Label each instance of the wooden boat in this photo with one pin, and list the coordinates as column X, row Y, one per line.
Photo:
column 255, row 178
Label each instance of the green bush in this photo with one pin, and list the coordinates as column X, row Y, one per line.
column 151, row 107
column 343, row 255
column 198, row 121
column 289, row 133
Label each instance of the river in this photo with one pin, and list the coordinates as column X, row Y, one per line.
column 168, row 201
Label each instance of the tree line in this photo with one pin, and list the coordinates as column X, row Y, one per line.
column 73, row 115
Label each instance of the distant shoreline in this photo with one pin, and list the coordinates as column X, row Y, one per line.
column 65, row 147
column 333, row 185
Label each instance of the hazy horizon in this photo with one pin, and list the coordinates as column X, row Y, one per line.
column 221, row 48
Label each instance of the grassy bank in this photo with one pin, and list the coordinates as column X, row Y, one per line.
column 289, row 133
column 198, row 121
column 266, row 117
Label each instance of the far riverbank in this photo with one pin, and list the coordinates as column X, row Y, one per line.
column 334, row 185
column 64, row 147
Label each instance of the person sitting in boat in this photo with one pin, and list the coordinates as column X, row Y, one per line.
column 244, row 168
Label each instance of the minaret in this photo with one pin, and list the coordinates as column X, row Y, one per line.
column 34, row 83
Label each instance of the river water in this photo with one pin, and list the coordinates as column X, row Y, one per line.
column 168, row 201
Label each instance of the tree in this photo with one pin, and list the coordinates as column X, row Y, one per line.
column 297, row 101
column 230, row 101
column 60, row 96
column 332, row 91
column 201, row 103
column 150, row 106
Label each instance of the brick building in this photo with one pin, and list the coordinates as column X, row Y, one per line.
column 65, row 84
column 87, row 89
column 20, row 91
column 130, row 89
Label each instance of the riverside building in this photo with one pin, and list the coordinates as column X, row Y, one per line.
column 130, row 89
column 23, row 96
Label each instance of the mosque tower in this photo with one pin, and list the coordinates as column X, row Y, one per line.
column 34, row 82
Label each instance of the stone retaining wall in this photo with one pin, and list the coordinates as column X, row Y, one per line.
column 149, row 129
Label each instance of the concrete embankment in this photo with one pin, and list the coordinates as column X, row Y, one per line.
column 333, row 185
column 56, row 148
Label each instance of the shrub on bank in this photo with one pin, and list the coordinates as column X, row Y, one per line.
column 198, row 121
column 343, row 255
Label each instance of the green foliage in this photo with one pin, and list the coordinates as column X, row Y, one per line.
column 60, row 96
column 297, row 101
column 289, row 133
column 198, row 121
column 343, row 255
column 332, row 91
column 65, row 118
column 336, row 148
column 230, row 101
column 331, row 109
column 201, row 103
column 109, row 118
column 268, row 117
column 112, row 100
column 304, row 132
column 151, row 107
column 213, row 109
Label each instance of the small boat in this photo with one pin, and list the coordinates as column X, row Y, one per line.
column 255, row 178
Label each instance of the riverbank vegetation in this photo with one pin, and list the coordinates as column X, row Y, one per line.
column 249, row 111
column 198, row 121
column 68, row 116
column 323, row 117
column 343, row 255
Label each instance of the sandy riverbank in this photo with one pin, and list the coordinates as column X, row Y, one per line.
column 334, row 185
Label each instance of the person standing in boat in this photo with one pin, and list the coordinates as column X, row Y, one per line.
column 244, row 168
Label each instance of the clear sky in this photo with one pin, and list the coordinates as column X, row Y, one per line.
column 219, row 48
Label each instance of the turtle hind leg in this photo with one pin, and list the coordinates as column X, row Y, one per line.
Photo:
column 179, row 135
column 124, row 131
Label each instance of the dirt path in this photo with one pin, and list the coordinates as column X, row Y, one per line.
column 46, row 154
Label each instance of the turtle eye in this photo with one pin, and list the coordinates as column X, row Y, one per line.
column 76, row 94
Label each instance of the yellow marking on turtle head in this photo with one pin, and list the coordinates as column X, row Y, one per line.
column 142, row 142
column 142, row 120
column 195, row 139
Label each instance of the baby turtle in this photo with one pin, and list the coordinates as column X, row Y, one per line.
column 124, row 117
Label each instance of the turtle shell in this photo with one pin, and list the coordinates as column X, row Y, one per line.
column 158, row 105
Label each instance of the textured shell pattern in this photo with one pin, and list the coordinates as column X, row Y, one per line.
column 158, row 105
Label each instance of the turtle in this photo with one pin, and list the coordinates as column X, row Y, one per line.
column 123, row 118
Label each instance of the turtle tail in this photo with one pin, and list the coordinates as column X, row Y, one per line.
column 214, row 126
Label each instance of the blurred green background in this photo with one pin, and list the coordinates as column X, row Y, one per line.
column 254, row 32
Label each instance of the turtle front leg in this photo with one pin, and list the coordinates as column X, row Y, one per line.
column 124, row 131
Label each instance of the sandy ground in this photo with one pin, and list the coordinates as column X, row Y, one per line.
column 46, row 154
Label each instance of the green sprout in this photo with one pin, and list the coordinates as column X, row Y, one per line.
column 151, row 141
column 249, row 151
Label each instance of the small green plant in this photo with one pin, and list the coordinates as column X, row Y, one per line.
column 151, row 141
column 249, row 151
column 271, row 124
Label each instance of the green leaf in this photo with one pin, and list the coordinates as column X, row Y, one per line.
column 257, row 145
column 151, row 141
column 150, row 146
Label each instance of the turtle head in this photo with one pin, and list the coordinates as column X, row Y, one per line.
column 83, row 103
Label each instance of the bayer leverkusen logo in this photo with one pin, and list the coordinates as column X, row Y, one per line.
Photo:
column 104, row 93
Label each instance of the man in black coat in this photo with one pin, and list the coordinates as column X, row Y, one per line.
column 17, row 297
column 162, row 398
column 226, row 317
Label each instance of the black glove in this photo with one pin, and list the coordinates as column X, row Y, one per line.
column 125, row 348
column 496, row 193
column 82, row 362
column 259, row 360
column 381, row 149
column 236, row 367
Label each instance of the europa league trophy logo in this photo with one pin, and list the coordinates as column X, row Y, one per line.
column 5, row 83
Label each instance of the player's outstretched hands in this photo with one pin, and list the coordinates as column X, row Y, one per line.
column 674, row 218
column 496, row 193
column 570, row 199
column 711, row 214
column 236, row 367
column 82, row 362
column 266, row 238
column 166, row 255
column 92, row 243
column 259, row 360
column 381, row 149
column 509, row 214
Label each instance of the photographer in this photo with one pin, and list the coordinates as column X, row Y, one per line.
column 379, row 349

■ ■ ■ ■ ■

Print all of the entries above again, word for word and in the same order, changing nothing.

## Answer to this problem
Label each instance of the wooden boat in this photo with one pin, and list the coordinates as column X, row Y, one per line.
Photo:
column 255, row 178
Label each instance of the green bush in this photo with one pin, and list the coordinates as column X, row Y, one per line.
column 151, row 107
column 343, row 255
column 198, row 121
column 289, row 133
Label each instance of the river in this photo with one pin, and list the coordinates as column X, row Y, one per line.
column 168, row 201
Label each instance of the tree line in this photo with one pin, and list the coordinates as column X, row Y, one per line.
column 73, row 115
Label each instance of the distant shoreline in this photo with one pin, and list the coordinates as column X, row Y, one per line.
column 65, row 147
column 333, row 185
Label each instance of the hazy horizon in this photo with one pin, and list the coordinates as column X, row Y, one per line.
column 221, row 48
Label each instance of the grassy bank in this photo with one pin, and list the coordinates as column X, row Y, one per line.
column 289, row 133
column 198, row 121
column 266, row 117
Label each instance of the far riverbank in this photo with one pin, and list the coordinates as column X, row Y, one per line.
column 334, row 185
column 64, row 147
Label each instance of the person sitting in boat in this photo with one pin, and list the coordinates as column X, row Y, one per line.
column 244, row 168
Label each instance of the minaret in this photo with one pin, and list the coordinates as column X, row Y, one per line.
column 34, row 83
Label each instance of the river water in this photo with one pin, and list the coordinates as column X, row Y, one per line.
column 168, row 201
Label each instance of the tree in this photo with one pin, and list the coordinates as column X, row Y, one per line.
column 297, row 101
column 230, row 101
column 60, row 96
column 332, row 91
column 201, row 103
column 150, row 106
Label each instance of the brick building in this photo with one pin, and list the coordinates as column X, row Y, one per line.
column 65, row 84
column 87, row 89
column 20, row 91
column 130, row 89
Label each instance of the riverside building in this photo with one pin, and list the coordinates as column X, row Y, one per line.
column 130, row 89
column 23, row 96
Label each instance of the mosque tower in this photo with one pin, and list the coordinates as column X, row Y, one per line.
column 34, row 82
Label each instance of the stone retaining wall in this photo with one pin, and list the coordinates as column X, row Y, one per line.
column 149, row 129
Label each instance of the concrete embankment in this photo with one pin, and list the coordinates as column X, row Y, one per line.
column 333, row 185
column 56, row 148
Label each instance of the shrub on bank in this photo with one pin, and list the coordinates as column X, row Y, one per line.
column 198, row 121
column 343, row 255
Label each instance of the green foliage in this photo with one pin, and list the coordinates as column X, row Y, one per line.
column 60, row 96
column 297, row 101
column 289, row 133
column 198, row 121
column 343, row 255
column 332, row 91
column 65, row 118
column 336, row 148
column 230, row 101
column 331, row 109
column 201, row 103
column 109, row 118
column 268, row 117
column 112, row 100
column 304, row 132
column 151, row 107
column 213, row 109
Label each instance of the small boat in this photo with one pin, and list the coordinates as column X, row Y, one per line.
column 255, row 178
Label each instance of the riverbank vegetation in this photo with one pin, and list the coordinates as column X, row Y, one per line.
column 249, row 111
column 198, row 121
column 68, row 116
column 323, row 117
column 343, row 255
Label each instance of the sandy riverbank in this photo with one pin, and list the coordinates as column X, row Y, one per line.
column 334, row 185
Label each instance of the person standing in boat in this photo with one pin, and list the coordinates as column X, row Y, one per line.
column 244, row 168
Label each instance of the clear sky in this photo with one pin, and list the coordinates as column X, row Y, one per line.
column 219, row 48
Label each instance of the turtle hind leg in this photo with one pin, and list the coordinates as column X, row Y, one per line.
Photo:
column 179, row 135
column 124, row 131
Label each instance of the dirt path in this photo with one pin, and list the coordinates as column X, row Y, one per line.
column 46, row 154
Label each instance of the turtle eye in this photo with one pin, and list the coordinates as column X, row Y, one per line.
column 76, row 94
Label each instance of the yellow marking on turtle head in this photo with one pin, and list the coordinates as column X, row Y, one per line.
column 142, row 142
column 142, row 120
column 195, row 139
Label each instance of the baby turtle in this photo with one pin, and list the coordinates as column X, row Y, one per line.
column 124, row 117
Label each instance of the turtle shell in this photo with one pin, and list the coordinates as column X, row Y, one per line.
column 158, row 105
Label each instance of the textured shell pattern in this photo with one pin, and list the coordinates as column X, row Y, one per line.
column 158, row 105
Label each instance of the turtle in this photo with one pin, and list the coordinates as column X, row Y, one per line.
column 123, row 118
Label each instance of the turtle tail in this photo with one pin, and list the coordinates as column X, row Y, one per line.
column 214, row 126
Label each instance of the blurred green background in this photo with one pin, and list the coordinates as column X, row Y, one per line.
column 254, row 32
Label each instance of the turtle front leg in this photo with one pin, and list the coordinates as column X, row Y, one per line.
column 124, row 131
Label each instance of the sandy ground in this photo with one pin, and list the coordinates as column X, row Y, one per line.
column 46, row 154
Label each instance of the green sprout in this photo with one pin, and list the coordinates as column X, row Y, one per line.
column 151, row 141
column 249, row 151
Label each instance of the small green plant in this photo with one pin, and list the coordinates as column X, row Y, one per line.
column 151, row 141
column 249, row 151
column 271, row 124
Label each instance of the green leaf in this photo with one pin, and list the coordinates as column X, row Y, one per line.
column 257, row 145
column 151, row 141
column 150, row 146
Label each instance of the turtle head in this photo with one pin, and list the coordinates as column X, row Y, one per line.
column 83, row 103
Label each instance of the bayer leverkusen logo in this photo with one pin, and list the coordinates as column X, row Y, one per line.
Photo:
column 104, row 93
Label each instance of the man in black coat in this photo with one pin, and list the coordinates as column X, row Y, one per line.
column 17, row 297
column 162, row 398
column 226, row 317
Label each instance of the black glove in this photo with one pin, and list the coordinates as column X, row Y, one per line.
column 125, row 348
column 496, row 193
column 82, row 362
column 259, row 360
column 381, row 149
column 236, row 367
Label each instance of the europa league trophy logo in this photo with one pin, and list the coordinates as column X, row Y, one per line.
column 5, row 83
Label each instance of the player's outstretched hands in this photo with one pin, and list the coordinates as column X, row Y, one per line.
column 674, row 218
column 496, row 193
column 570, row 199
column 711, row 214
column 236, row 367
column 82, row 362
column 266, row 238
column 166, row 255
column 92, row 243
column 259, row 360
column 381, row 149
column 509, row 214
Label each instance of the photographer in this photo with one pin, and list the coordinates as column X, row Y, one per line.
column 379, row 349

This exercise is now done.